TASK DIRECTIONS.
Reproduce verbatim the lines starting with the line containing "Reviewer note: every instance of the billboard" and continuing through the line containing "column 113, row 254", with both of those lines included.
--- START OF MATERIAL FOR THIS EXERCISE ---
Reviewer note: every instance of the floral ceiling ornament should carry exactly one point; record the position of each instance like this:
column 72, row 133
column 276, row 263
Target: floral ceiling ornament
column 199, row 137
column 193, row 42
--- END OF MATERIAL FOR THIS EXERCISE ---
--- START OF MATERIAL FOR THIS EXERCISE ---
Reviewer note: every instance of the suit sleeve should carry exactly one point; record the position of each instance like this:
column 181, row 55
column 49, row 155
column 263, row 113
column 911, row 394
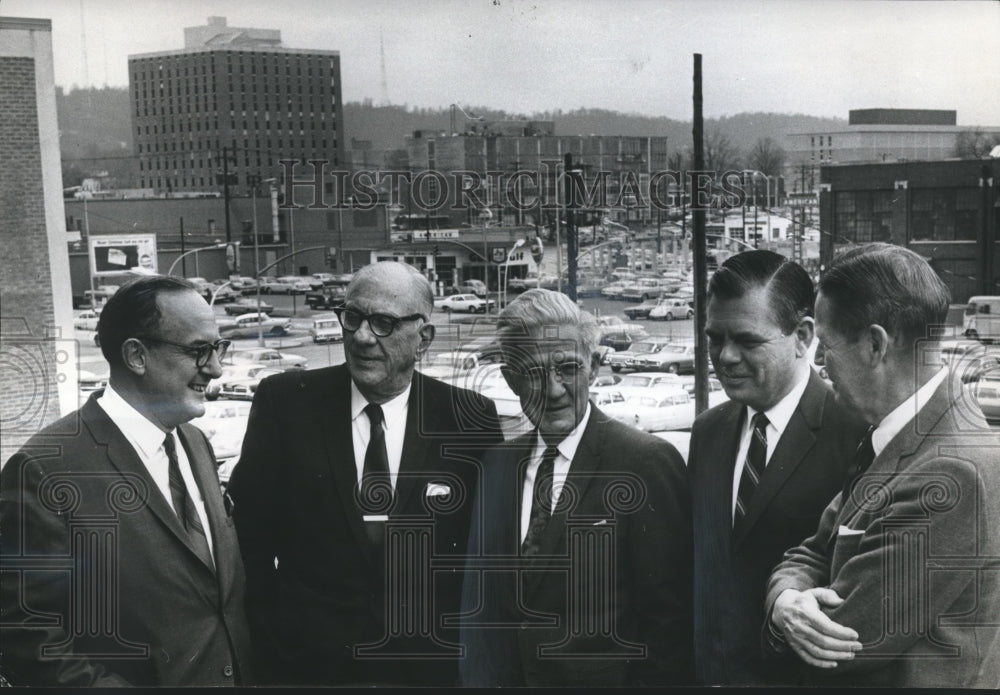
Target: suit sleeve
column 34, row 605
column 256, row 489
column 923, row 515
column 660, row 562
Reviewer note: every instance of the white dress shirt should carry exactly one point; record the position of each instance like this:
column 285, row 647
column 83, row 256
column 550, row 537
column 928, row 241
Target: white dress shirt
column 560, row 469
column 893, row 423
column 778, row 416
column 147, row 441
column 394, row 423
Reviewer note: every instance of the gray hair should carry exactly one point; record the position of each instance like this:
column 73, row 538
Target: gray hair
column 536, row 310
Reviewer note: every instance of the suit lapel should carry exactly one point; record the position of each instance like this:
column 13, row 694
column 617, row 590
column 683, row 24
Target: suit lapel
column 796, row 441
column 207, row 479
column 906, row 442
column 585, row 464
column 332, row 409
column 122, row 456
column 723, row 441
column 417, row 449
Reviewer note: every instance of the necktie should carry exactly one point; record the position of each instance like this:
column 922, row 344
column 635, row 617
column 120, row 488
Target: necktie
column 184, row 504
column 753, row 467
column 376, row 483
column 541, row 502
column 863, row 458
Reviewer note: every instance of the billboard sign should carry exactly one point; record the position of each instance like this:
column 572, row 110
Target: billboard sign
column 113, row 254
--- END OF MATERIAL FOR THIS EXERCISE ---
OUTPUT.
Reviewer note: every instance of the billboard sign should carry exactly one point; record the position of each instance like this:
column 572, row 110
Target: billboard sign
column 113, row 254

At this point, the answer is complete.